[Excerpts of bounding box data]
·····

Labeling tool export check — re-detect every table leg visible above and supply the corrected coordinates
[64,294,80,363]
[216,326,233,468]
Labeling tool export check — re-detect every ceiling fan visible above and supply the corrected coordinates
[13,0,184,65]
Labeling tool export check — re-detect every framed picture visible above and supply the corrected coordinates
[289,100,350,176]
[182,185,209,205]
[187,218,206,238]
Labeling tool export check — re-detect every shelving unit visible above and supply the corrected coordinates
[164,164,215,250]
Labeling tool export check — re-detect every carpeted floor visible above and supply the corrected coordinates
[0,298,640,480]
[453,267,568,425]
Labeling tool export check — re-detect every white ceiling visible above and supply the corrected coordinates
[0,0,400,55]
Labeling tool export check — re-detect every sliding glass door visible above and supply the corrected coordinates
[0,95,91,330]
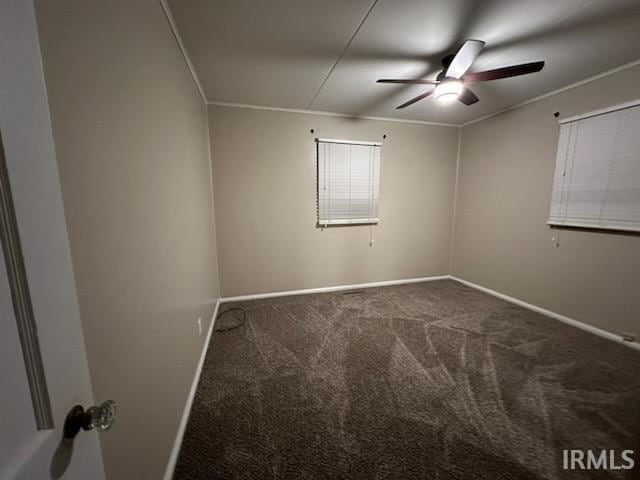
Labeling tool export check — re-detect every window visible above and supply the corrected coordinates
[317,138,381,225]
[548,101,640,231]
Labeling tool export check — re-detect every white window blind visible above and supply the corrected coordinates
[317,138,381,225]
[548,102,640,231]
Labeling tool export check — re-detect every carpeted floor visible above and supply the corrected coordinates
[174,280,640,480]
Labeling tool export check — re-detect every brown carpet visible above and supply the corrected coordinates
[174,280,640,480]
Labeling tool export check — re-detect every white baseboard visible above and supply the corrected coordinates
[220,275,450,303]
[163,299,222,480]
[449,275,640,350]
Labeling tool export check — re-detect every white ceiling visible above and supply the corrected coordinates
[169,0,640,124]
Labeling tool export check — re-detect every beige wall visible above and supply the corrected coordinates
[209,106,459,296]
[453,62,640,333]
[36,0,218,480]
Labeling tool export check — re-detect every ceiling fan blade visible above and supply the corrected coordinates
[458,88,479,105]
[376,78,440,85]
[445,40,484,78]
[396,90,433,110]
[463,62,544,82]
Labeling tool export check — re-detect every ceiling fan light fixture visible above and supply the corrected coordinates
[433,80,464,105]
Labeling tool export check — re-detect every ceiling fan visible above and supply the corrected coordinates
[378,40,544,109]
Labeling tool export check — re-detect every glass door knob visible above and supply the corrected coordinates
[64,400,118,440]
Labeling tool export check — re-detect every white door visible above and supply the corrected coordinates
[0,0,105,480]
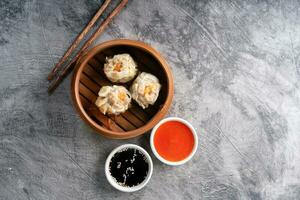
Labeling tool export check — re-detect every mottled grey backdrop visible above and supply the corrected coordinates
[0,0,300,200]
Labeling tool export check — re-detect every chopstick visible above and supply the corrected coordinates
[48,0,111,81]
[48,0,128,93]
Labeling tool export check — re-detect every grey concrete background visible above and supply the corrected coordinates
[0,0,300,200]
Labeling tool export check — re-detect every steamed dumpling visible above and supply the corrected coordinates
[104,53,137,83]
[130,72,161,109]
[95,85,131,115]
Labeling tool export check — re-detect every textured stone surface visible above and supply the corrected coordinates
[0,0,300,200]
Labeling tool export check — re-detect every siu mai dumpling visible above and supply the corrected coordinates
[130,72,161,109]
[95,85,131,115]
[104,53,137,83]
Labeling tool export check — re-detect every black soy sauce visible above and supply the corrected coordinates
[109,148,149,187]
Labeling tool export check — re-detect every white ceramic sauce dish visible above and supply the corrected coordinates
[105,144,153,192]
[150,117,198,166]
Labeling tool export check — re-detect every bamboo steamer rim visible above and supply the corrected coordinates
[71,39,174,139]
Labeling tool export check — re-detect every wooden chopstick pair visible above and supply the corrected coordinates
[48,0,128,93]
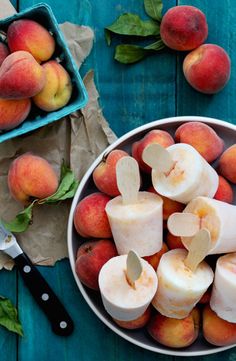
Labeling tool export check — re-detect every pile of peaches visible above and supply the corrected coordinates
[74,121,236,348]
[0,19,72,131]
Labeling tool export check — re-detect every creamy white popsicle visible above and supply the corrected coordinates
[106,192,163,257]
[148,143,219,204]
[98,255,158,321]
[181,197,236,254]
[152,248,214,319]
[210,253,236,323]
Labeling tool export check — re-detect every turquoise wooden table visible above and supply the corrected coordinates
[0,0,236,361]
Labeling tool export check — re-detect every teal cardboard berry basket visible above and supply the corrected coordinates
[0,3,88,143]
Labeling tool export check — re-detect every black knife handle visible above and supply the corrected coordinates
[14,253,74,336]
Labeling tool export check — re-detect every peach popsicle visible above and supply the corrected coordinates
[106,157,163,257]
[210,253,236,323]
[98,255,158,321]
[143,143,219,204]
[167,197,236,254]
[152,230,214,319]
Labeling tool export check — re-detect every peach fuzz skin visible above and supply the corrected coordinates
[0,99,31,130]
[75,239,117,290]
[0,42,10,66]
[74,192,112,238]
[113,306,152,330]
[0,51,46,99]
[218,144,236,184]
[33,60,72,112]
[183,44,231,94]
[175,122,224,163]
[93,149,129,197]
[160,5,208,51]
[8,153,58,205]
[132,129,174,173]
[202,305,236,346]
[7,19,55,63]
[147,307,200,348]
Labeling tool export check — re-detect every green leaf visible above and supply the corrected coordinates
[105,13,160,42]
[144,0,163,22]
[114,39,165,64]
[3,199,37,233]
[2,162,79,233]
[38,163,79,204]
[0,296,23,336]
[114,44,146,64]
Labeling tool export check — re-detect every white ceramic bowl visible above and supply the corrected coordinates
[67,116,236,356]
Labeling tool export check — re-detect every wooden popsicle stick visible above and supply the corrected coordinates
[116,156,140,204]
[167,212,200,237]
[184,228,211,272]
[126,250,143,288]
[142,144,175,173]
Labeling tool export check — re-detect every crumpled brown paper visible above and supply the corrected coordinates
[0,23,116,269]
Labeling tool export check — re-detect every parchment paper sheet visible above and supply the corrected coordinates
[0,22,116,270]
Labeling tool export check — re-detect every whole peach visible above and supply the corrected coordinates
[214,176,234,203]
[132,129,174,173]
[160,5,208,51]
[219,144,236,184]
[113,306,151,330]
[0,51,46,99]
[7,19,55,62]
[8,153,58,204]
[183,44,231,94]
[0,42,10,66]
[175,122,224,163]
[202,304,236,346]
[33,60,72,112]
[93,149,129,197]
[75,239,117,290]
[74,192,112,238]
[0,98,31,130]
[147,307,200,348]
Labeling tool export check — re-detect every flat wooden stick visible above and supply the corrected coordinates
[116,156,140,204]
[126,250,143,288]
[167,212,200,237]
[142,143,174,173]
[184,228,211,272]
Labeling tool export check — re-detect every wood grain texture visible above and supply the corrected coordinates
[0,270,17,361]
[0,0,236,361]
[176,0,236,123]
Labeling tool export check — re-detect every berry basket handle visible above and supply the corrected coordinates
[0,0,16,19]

·····

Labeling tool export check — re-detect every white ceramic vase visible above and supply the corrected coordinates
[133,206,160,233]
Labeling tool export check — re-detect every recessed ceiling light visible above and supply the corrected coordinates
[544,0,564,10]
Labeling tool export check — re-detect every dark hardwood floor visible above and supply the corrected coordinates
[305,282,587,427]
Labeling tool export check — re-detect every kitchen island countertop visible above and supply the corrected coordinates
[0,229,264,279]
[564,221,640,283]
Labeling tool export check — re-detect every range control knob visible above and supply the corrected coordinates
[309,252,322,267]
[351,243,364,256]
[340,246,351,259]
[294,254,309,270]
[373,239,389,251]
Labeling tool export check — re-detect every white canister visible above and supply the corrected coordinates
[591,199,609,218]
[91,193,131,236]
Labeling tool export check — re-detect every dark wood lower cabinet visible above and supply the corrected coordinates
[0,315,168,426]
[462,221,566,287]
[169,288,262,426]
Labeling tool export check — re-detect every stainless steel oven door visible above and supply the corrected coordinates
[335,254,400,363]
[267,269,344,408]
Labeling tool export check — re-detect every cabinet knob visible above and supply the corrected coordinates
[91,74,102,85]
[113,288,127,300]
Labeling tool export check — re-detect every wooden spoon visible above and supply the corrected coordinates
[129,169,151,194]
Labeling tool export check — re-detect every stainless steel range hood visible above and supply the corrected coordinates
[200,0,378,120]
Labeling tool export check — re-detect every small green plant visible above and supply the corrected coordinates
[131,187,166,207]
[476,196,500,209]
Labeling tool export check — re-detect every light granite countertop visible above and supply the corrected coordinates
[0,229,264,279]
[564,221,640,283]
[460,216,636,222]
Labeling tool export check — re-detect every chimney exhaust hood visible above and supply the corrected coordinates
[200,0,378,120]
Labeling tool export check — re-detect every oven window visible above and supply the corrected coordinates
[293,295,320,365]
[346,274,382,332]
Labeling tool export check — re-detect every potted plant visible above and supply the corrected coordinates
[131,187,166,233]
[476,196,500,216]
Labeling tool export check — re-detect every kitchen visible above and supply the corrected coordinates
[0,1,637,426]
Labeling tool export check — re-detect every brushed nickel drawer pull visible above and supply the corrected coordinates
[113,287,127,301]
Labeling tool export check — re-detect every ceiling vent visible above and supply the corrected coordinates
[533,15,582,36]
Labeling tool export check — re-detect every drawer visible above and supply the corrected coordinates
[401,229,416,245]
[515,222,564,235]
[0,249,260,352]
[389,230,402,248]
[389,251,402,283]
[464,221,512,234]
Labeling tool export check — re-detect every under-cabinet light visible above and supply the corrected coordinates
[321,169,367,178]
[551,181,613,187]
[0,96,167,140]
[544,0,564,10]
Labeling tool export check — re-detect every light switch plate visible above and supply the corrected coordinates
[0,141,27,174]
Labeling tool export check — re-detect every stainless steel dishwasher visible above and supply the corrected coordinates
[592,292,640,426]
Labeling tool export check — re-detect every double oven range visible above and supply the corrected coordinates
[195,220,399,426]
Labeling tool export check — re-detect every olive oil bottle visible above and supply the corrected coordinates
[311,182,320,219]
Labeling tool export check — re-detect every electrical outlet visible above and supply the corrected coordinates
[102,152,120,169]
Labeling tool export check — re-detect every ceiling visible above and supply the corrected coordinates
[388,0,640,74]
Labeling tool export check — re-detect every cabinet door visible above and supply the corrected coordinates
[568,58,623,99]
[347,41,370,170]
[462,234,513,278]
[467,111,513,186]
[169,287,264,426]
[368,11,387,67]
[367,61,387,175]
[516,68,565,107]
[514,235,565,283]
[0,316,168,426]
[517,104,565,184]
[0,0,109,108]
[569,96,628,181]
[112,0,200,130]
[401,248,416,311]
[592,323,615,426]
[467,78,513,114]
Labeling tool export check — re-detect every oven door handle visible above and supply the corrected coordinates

·····

Please reproduce the data between the line containing "Labeling tool export check — re-detect every steamed" and the line containing "[0,19,72,131]", including both of those lines. Leave the pictures out of your answer.

■ **RESPONSE TO THIS TASK**
Labeling tool export check — re-detect every steamed dumpling visible above and supply the corrected coordinates
[104,53,137,83]
[130,72,161,109]
[95,85,131,115]
Labeling tool export check — re-detect every textured stone surface visible above and supply the corrected coordinates
[0,0,300,200]
Labeling tool export check — re-detect every siu mai dumpling visible above and supply the corrected coordinates
[130,72,161,109]
[95,85,131,115]
[104,53,137,83]
Labeling tool export check — re-detect every black soy sauce visible above and supply the corrected coordinates
[109,148,149,187]
Labeling tool export check — re-detect every white ceramic sauce dish visible above and supply the corrected coordinates
[105,144,153,192]
[150,117,198,166]
Labeling tool export check — re-detect every bamboo steamer rim visible above and supply the corrected coordinates
[71,39,174,139]
Labeling tool export check — re-detect every wooden chopstick pair visible above and supply the corrected coordinates
[48,0,128,93]
Labeling tool export check — re-detect every pile of peaches visible above and supply the corrected coordinates
[74,121,236,348]
[0,19,72,131]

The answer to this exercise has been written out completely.